- _PROBLEM TO SOLVE_
Rescale everything in the material from the line containing "Find the saw engine" down to the line containing "[111,101,309,218]", both ends included. Write out each of those lines again, keeping the wording unchanged, multiplying every bounding-box coordinate by 1.7, rounding to whole numbers with halves going up, and leaving the pictures out.

- _MATERIAL PROVIDED_
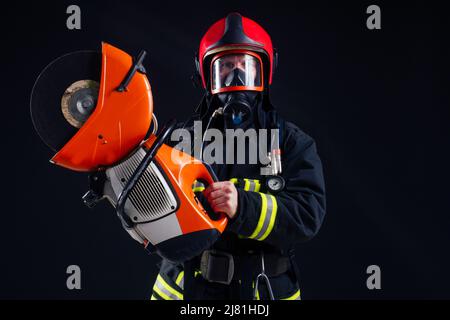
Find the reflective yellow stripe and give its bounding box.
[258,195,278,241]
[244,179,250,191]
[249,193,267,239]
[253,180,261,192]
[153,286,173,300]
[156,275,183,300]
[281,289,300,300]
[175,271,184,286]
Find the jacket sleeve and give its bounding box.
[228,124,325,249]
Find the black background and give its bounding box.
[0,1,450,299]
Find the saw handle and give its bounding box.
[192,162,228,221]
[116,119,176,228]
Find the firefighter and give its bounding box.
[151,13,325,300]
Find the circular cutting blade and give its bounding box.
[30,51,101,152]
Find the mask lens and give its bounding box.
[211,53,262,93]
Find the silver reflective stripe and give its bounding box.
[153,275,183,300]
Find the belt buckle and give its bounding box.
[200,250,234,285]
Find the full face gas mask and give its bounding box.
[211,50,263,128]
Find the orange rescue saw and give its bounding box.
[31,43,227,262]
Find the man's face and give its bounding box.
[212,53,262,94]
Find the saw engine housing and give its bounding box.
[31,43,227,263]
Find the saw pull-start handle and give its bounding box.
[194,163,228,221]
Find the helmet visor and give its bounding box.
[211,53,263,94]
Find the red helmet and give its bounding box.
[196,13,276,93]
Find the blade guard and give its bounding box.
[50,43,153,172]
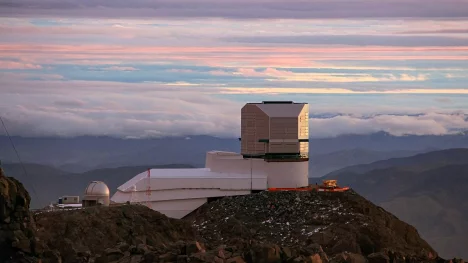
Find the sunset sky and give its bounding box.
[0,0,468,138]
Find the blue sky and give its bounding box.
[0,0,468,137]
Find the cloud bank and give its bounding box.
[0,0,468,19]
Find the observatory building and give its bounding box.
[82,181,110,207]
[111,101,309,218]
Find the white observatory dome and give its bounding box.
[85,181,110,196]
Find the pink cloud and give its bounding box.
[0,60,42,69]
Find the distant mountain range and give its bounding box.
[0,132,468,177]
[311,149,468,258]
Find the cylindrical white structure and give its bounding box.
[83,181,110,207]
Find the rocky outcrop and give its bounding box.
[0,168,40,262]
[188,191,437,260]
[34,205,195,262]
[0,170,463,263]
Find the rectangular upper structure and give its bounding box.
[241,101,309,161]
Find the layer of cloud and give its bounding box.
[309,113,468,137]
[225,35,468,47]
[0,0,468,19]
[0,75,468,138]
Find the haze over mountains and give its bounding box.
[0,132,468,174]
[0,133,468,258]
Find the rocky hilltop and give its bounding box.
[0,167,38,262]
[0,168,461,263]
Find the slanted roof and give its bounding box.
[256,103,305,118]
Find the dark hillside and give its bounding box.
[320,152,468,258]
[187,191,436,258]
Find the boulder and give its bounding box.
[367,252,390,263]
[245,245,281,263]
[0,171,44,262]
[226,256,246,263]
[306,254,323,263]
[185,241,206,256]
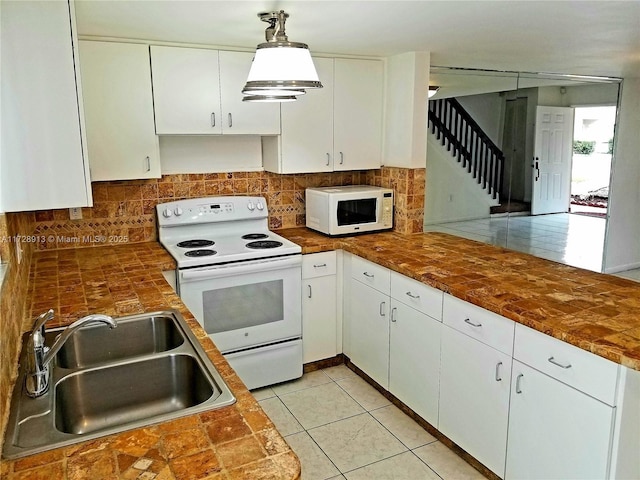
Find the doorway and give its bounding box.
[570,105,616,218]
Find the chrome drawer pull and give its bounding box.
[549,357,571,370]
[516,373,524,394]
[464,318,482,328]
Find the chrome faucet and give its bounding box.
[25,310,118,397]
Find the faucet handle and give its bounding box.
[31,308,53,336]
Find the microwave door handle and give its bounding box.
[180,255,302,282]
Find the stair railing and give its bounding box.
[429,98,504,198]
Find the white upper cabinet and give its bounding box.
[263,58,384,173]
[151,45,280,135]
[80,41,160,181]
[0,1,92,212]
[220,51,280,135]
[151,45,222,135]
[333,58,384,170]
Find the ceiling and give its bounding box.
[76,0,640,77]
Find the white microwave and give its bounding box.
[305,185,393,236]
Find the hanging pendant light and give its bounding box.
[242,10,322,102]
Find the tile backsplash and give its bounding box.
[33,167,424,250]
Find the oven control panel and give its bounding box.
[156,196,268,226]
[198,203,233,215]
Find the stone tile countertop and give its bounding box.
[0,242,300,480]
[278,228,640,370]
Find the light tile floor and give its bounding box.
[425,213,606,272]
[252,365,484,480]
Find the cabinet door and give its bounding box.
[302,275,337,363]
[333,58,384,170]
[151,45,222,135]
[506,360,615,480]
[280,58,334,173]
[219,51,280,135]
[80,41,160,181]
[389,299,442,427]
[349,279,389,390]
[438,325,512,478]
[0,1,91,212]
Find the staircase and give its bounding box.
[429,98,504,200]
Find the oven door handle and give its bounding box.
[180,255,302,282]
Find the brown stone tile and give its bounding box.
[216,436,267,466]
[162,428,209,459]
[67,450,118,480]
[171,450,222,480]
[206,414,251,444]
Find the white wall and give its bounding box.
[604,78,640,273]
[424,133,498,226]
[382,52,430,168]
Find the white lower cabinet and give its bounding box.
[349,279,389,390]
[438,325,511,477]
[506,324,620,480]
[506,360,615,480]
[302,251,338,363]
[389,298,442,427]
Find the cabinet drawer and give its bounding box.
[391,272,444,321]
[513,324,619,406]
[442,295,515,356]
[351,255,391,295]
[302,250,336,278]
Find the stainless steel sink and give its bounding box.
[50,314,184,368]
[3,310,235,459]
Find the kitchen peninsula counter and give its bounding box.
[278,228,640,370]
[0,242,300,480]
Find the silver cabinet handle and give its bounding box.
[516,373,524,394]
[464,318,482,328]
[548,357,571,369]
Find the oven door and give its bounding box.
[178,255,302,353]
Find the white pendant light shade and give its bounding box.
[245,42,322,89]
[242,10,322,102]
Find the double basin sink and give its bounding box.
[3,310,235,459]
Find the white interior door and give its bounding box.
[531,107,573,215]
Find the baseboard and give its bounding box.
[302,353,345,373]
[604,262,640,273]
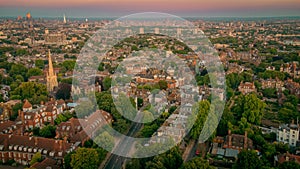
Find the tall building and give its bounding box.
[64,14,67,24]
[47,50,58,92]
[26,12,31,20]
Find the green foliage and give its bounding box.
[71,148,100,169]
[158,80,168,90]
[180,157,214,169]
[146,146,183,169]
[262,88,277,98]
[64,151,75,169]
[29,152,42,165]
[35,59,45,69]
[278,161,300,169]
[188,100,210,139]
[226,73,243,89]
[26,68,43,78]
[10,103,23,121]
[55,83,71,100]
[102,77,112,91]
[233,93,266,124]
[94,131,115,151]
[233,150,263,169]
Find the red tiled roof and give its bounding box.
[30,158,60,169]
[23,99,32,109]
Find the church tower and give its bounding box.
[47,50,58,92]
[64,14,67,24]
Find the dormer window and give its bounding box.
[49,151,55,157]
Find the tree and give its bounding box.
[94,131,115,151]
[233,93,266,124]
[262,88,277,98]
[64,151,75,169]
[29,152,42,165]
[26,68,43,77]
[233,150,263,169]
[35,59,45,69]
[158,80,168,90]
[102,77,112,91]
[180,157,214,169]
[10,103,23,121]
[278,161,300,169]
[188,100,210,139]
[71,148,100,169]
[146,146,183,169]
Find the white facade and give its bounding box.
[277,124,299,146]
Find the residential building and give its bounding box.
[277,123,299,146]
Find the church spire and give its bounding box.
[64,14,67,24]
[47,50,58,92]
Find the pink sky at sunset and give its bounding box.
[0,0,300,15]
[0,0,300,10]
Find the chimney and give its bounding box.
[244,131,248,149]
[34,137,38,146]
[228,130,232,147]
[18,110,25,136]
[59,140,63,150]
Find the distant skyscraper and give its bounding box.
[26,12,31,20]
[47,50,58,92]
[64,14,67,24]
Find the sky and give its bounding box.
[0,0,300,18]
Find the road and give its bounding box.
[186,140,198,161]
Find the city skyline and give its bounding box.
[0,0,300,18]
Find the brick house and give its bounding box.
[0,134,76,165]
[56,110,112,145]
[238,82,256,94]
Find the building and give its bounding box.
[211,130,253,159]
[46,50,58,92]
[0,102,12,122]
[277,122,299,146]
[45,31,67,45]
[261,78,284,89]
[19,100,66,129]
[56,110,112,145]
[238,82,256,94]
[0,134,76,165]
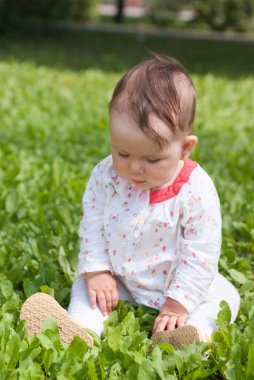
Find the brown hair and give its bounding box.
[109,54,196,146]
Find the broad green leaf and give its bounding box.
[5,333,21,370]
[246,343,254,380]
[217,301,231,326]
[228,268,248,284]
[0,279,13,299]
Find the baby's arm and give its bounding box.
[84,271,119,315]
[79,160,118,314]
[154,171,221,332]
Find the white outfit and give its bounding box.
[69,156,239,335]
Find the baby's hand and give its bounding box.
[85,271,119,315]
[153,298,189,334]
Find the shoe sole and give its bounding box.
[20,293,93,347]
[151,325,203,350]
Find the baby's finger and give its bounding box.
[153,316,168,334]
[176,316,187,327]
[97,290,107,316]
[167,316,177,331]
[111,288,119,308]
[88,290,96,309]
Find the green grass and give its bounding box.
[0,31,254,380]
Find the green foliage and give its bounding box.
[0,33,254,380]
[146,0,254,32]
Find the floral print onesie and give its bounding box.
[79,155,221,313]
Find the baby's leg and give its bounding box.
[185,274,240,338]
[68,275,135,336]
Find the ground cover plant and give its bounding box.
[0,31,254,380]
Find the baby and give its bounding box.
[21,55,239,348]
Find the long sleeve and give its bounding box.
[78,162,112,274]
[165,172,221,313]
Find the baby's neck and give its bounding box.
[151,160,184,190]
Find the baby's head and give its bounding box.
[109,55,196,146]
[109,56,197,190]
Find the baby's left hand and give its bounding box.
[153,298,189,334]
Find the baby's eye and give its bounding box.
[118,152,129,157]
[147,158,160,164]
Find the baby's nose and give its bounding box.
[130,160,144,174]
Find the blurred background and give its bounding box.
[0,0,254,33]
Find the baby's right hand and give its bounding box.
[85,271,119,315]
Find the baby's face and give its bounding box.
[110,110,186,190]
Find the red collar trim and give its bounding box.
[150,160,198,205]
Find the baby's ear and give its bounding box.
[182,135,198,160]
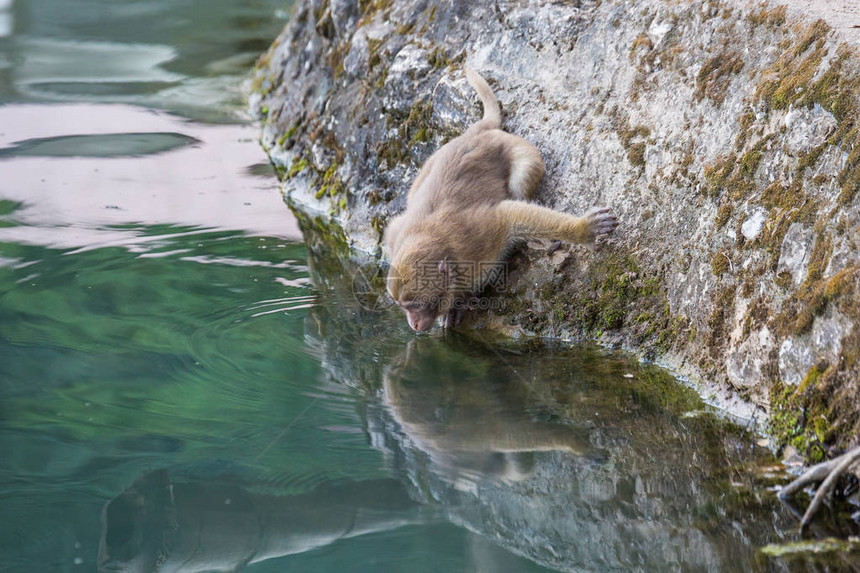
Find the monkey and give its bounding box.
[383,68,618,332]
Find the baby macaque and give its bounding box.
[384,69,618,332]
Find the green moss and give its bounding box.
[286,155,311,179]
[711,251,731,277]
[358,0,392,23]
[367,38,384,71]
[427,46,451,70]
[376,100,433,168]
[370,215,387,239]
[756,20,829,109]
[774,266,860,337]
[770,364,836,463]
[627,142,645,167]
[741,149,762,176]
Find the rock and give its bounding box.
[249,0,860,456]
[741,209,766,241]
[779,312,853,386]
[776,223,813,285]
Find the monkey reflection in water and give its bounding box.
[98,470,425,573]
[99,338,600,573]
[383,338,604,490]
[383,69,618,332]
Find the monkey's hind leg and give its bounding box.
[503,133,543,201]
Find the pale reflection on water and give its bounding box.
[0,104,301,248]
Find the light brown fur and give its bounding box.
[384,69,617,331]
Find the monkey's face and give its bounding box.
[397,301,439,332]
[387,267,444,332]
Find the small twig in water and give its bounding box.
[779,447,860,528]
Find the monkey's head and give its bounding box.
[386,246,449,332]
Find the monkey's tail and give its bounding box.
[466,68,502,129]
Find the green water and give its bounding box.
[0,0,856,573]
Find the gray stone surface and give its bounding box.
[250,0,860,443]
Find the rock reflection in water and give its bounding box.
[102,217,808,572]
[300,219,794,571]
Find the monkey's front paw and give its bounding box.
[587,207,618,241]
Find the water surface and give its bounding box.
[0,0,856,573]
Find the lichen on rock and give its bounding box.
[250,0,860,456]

- _EXERCISE ANSWER_
Find the saw engine housing and give its bounding box.
[53,73,386,447]
Find the saw pull-start handle and give its bounding box.
[330,277,388,376]
Find the helmet visor and give its bounding box.
[359,90,447,160]
Find the red helmet and give its bounding box.
[333,22,469,158]
Find the blade guard and give its bounding box.
[85,73,260,292]
Find the sunset sky and give its bounding box.
[0,0,796,235]
Find the blue sky and give its bounding box.
[0,0,796,233]
Find the cloud bank and give its bounding box.
[0,0,796,32]
Find the observatory building and give its bounding box.
[139,308,187,352]
[189,172,525,371]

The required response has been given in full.